* _Exercise objective_:
In the passage on equivalent rectangular prisms, which solid has the smallest total area among all equivalent rectangular prisms?

* _Passage shown_:

Of all equivalent rectangular prisms, the cube has the smallest total area.
This conjecture is similar to the one regarding the smallest perimeter amongst equivalent figures with |n| sides, but it applies specifically to 6-sided right prisms.
Furthermore, this conjecture is the inverse of that regarding the largest volume among prisms of the same area.
Consider the following rectangular-based prisms and cube.
These 3 prisms are equivalent, since they all have a volume of |2\ 744\ \text{cm}^3.|
Volume of the blue prism
||\begin{align}V_\text{blue prism}&=\text{m}\overline{BC}\times\text{m}\overline{CD}\times\text{m}\overline{AB}\\&=49\times28\times2\\&=2\ 744\ \text{cm}^3\end{align}||
Volume of the orange prism
||\begin{align}V_\text{orange prism}&=\text{m}\overline{FG}\times\text{m}\overline{GH}\times\text{m}\overline{EF}\\&=7\times8\times49\\&=2\ 744\ \text{cm}^3\end{align}||
||\begin{align}V_\text{cube}&=\left(\text{m}\overline{IJ}\right)^3\\&=14^3\\&=2\ 744\ \text{cm}^3\end{align}||
However, each total area is different.

* _Supplied material_:
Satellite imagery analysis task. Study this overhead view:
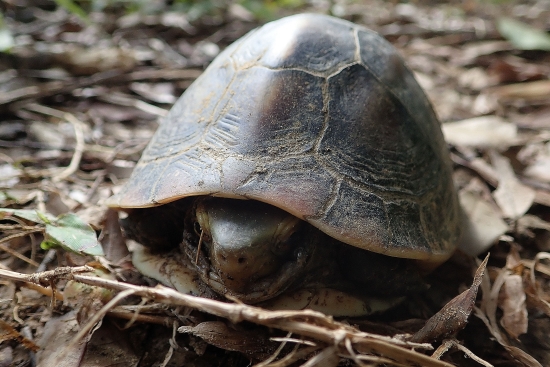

* _Reply_:
The cube.